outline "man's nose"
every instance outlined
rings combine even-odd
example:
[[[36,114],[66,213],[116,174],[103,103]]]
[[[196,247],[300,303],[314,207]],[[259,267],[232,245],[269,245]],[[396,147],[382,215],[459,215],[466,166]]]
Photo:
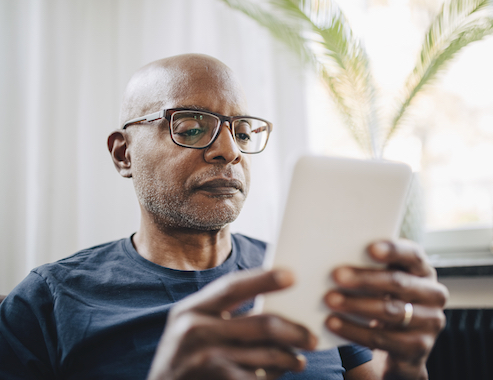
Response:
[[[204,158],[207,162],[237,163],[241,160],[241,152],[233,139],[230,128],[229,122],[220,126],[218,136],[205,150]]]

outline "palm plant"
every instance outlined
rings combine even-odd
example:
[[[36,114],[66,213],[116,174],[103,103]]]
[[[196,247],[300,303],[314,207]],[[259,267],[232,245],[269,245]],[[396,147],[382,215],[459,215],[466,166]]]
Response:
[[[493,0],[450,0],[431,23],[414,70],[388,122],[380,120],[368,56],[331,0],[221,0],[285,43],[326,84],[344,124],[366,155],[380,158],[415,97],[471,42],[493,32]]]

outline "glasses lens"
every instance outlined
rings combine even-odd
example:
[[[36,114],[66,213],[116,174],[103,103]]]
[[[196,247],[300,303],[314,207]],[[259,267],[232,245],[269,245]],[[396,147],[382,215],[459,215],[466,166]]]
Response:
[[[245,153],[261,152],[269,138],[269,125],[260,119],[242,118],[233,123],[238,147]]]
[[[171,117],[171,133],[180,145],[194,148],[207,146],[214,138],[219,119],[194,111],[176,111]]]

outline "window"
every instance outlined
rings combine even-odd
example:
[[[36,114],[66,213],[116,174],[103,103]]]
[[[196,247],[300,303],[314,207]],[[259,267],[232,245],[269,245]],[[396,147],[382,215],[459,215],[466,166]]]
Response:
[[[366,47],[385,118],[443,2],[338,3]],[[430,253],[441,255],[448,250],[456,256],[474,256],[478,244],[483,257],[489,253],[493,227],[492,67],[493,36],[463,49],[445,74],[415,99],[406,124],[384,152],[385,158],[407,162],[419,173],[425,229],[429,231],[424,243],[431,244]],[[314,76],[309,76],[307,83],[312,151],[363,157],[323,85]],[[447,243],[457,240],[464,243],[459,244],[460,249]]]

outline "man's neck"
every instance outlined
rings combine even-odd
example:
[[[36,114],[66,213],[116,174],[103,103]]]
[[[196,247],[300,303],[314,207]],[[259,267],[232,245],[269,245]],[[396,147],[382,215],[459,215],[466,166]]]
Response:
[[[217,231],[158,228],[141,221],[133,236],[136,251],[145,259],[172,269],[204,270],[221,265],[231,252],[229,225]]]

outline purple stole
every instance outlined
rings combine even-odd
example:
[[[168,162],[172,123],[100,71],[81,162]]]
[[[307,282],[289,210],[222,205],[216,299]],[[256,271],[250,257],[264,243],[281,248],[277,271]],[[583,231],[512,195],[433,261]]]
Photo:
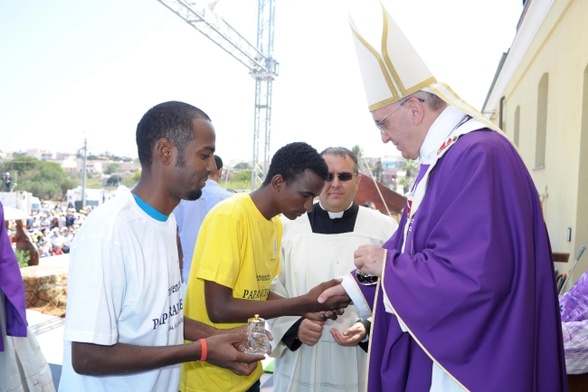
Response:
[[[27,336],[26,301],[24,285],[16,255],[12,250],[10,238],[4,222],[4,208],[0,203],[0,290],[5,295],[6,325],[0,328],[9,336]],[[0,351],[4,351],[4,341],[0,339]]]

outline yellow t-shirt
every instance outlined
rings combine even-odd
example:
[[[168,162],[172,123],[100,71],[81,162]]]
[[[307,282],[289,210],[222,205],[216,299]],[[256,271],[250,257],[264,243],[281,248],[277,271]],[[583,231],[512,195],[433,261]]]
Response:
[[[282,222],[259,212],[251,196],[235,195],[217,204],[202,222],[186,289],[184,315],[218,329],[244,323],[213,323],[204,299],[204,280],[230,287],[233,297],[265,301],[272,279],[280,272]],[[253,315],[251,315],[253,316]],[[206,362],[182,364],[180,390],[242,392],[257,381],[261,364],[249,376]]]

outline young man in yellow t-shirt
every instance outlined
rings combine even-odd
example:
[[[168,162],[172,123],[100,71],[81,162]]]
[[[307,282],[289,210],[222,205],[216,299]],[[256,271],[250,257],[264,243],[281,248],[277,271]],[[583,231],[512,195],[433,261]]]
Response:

**Goal of the exercise**
Omit the pictures, then give all the lines above again exactly.

**Task solution**
outline "man's nose"
every instance outlined
rings combine even-odd
example:
[[[36,114],[66,213],[116,174],[103,103]]]
[[[196,247],[300,303],[314,207]],[[259,267],[232,245],[269,245]],[[396,147],[382,215],[459,215],[466,166]]]
Photo:
Response:
[[[204,158],[207,162],[237,163],[241,160],[241,152],[233,139],[230,128],[229,122],[220,126],[218,136],[205,150]]]

outline "palm plant"
every instance outlined
rings combine even-odd
example:
[[[36,114],[66,213],[116,174],[103,103]]]
[[[196,247],[300,303],[314,207]],[[259,267],[232,245],[269,245]],[[396,147],[382,215],[459,215],[466,166]]]
Response:
[[[493,0],[450,0],[431,23],[414,70],[388,122],[380,120],[368,56],[331,0],[221,0],[285,43],[326,84],[344,124],[366,155],[380,158],[415,97],[471,42],[493,32]]]

outline "glasses lens"
every instance outlined
rings combine even-odd
example:
[[[36,114],[66,213],[116,174],[103,103]]]
[[[196,247],[300,303],[314,207]],[[259,267],[232,245],[269,245]],[[396,147],[382,215],[459,215],[466,166]]]
Response:
[[[245,153],[261,152],[269,138],[269,125],[260,119],[242,118],[233,123],[238,147]]]
[[[171,117],[171,133],[180,145],[194,148],[207,146],[214,138],[219,119],[194,111],[176,111]]]

outline "window"
every instance outlined
rings combine even-odd
example:
[[[36,114],[66,213],[116,174],[103,103]]]
[[[196,247],[300,303],[314,207]],[[259,267],[232,245],[269,245]],[[396,147],[382,215],[459,215],[466,166]]]
Response:
[[[366,47],[385,118],[443,2],[338,3]],[[430,253],[441,255],[448,250],[456,256],[474,256],[478,244],[483,257],[489,253],[493,227],[492,67],[493,36],[463,49],[445,74],[415,99],[406,124],[384,152],[385,158],[407,162],[419,173],[425,229],[429,231],[424,243],[431,244]],[[314,76],[309,76],[307,83],[312,151],[363,157],[323,85]],[[447,243],[457,240],[464,243],[459,244],[460,249]]]

outline "man's neck"
every instance outlined
rings combine even-odd
example:
[[[36,114],[66,213],[116,174],[103,103]]]
[[[196,247],[300,303],[314,207]],[[259,267],[232,245],[269,245]],[[396,147],[382,215],[459,215],[466,166]]]
Response:
[[[217,231],[158,228],[141,221],[133,236],[136,251],[145,259],[172,269],[204,270],[221,265],[231,252],[229,225]]]

outline purple stole
every instance outlined
rings combine even-odd
example:
[[[168,162],[172,123],[100,71],[81,162]]]
[[[307,282],[289,210],[222,205],[216,299]],[[256,271],[250,257],[264,243],[281,248],[277,271]],[[583,231],[512,195],[433,261]]]
Photo:
Response:
[[[27,336],[26,301],[24,285],[16,255],[12,250],[10,238],[4,222],[4,208],[0,203],[0,290],[5,295],[6,325],[0,328],[9,336]],[[0,351],[4,351],[4,341],[0,339]]]

outline yellow t-shirt
every instance outlined
rings combine even-odd
example:
[[[168,162],[172,123],[100,71],[81,162]]]
[[[307,282],[289,210],[222,205],[216,299]],[[256,271],[250,257],[264,243],[281,248],[277,271]],[[583,231],[512,195],[433,261]]]
Response:
[[[282,222],[259,212],[251,196],[235,195],[217,204],[202,222],[186,289],[184,315],[218,329],[244,323],[213,323],[204,299],[204,280],[230,287],[233,297],[265,301],[272,279],[280,272]],[[253,315],[251,315],[253,316]],[[206,362],[182,364],[180,390],[242,392],[257,381],[261,364],[249,376]]]

outline young man in yellow t-shirt
every instance outlined
rings combine even-odd
example:
[[[168,162],[172,123],[100,71],[81,162]]]
[[[307,282],[289,210],[222,205],[216,299]],[[256,271],[250,257],[264,243],[281,248],[277,271]],[[583,231],[512,195],[433,261]]]
Response:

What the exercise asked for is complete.